Count the lines of the records below that contain the string "front", with case taken into account. Reply with the number alone.

### Entries supplied
● ● ●
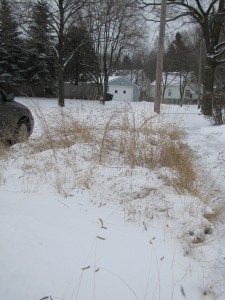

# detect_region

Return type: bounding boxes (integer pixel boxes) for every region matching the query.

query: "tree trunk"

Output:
[201,58,216,116]
[58,65,65,107]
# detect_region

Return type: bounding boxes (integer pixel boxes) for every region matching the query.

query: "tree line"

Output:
[0,0,146,106]
[0,0,225,114]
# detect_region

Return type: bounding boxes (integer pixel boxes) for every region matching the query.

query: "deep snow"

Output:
[0,98,225,300]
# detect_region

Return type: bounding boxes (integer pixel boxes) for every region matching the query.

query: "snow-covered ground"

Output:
[0,98,225,300]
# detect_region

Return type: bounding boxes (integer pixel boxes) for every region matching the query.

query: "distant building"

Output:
[150,73,200,103]
[108,76,139,102]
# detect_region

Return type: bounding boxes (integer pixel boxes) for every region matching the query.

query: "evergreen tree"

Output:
[0,0,24,92]
[64,26,95,85]
[25,0,55,96]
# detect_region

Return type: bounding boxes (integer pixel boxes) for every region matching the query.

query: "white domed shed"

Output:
[108,76,139,102]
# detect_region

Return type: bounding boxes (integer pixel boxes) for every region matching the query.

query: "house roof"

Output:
[151,72,192,86]
[109,76,138,87]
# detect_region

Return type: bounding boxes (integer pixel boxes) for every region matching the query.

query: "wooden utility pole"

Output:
[154,0,167,114]
[198,38,203,109]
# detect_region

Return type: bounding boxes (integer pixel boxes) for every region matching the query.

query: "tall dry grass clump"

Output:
[100,113,197,193]
[18,104,197,197]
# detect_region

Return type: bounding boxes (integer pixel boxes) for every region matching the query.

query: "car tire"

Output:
[16,120,29,142]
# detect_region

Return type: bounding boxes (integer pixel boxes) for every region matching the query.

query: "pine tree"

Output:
[26,0,55,96]
[64,26,95,85]
[0,0,24,92]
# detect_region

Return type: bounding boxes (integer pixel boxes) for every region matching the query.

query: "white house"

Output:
[108,76,139,102]
[150,73,202,103]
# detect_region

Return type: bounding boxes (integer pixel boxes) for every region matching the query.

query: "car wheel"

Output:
[16,120,29,142]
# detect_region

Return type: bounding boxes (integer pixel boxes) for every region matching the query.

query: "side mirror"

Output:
[6,93,15,102]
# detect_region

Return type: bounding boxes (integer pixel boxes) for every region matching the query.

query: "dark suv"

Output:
[0,89,34,144]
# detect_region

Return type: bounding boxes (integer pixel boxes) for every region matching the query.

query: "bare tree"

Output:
[85,0,145,104]
[137,0,225,113]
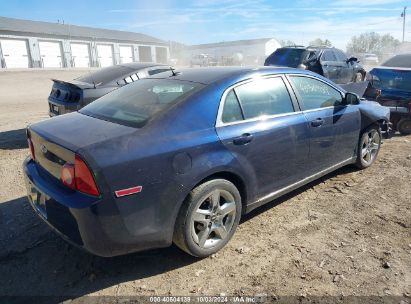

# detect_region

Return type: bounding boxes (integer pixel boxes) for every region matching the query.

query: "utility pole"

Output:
[401,6,407,43]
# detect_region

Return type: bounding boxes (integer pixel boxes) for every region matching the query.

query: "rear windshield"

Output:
[79,79,203,128]
[382,54,411,68]
[76,65,134,85]
[267,49,309,68]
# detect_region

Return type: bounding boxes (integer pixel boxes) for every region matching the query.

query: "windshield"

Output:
[76,65,134,85]
[382,54,411,68]
[267,49,309,68]
[79,79,203,128]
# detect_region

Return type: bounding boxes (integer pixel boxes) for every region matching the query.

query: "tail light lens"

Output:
[61,154,100,196]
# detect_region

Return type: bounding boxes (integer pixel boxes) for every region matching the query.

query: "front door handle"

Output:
[233,133,254,145]
[311,118,324,128]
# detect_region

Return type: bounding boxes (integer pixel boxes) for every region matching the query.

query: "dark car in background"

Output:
[24,67,389,257]
[364,54,411,134]
[48,62,172,116]
[264,46,366,84]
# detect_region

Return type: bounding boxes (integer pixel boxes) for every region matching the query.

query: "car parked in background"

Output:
[48,62,172,116]
[264,46,366,84]
[364,54,411,134]
[363,54,379,65]
[24,67,389,257]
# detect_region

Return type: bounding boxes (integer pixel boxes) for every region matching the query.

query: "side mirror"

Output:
[347,57,358,62]
[344,92,360,105]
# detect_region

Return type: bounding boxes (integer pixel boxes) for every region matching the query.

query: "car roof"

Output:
[151,66,311,85]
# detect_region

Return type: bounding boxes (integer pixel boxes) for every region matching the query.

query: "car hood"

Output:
[358,100,390,122]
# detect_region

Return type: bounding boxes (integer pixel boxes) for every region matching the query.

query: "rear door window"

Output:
[235,77,294,119]
[290,76,343,110]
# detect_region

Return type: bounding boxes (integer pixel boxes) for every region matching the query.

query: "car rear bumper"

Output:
[23,157,171,257]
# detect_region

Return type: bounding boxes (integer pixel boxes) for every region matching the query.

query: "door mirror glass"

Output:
[345,92,360,105]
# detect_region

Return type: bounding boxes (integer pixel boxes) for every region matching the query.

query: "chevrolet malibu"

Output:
[24,67,389,257]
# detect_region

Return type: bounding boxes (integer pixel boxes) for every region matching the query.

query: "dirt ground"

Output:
[0,70,411,304]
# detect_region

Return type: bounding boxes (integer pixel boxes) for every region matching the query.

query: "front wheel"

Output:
[173,179,241,258]
[356,126,381,169]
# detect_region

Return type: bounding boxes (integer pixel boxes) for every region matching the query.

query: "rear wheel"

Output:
[356,126,381,169]
[397,118,411,135]
[173,179,241,257]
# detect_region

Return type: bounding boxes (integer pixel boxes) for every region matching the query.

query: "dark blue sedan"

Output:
[24,67,389,257]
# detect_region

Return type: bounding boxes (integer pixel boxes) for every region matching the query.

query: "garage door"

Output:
[39,41,63,68]
[0,39,29,68]
[97,44,114,67]
[70,43,90,68]
[120,45,134,63]
[138,46,153,62]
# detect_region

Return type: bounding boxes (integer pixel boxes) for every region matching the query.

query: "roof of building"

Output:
[188,38,280,49]
[0,17,166,44]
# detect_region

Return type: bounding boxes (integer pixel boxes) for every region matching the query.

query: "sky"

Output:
[0,0,411,49]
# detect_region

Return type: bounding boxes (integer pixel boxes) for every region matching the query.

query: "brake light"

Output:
[27,138,36,160]
[26,129,36,160]
[61,154,100,196]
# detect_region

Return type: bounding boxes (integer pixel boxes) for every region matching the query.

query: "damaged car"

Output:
[264,46,366,84]
[24,67,389,257]
[364,54,411,134]
[48,62,172,117]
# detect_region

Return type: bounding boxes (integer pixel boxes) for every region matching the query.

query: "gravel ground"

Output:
[0,70,411,304]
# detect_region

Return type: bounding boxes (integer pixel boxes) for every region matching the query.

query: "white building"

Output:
[185,38,281,65]
[0,17,170,68]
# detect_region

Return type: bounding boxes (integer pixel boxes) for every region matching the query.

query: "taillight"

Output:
[61,154,100,196]
[26,130,36,160]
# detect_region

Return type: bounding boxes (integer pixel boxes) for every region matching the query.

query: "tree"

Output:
[310,38,333,47]
[347,32,400,58]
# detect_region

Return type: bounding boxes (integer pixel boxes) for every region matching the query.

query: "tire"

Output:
[397,118,411,135]
[356,126,381,169]
[173,179,242,258]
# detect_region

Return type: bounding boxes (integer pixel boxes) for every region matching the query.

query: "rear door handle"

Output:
[233,133,254,145]
[311,118,324,128]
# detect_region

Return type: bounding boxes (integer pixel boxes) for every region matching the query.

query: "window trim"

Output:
[215,74,301,128]
[285,73,348,113]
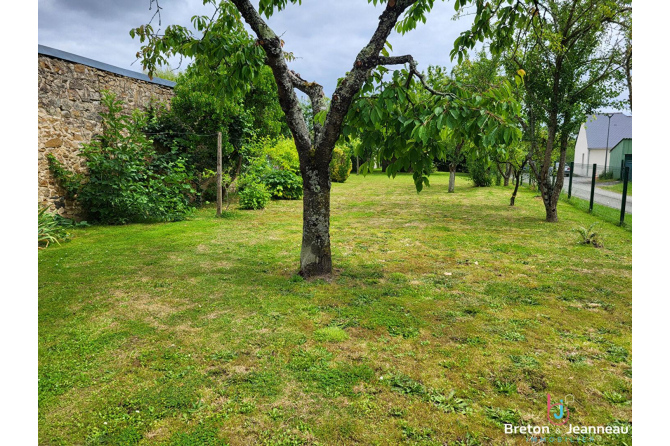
● ● ●
### Problem solution
2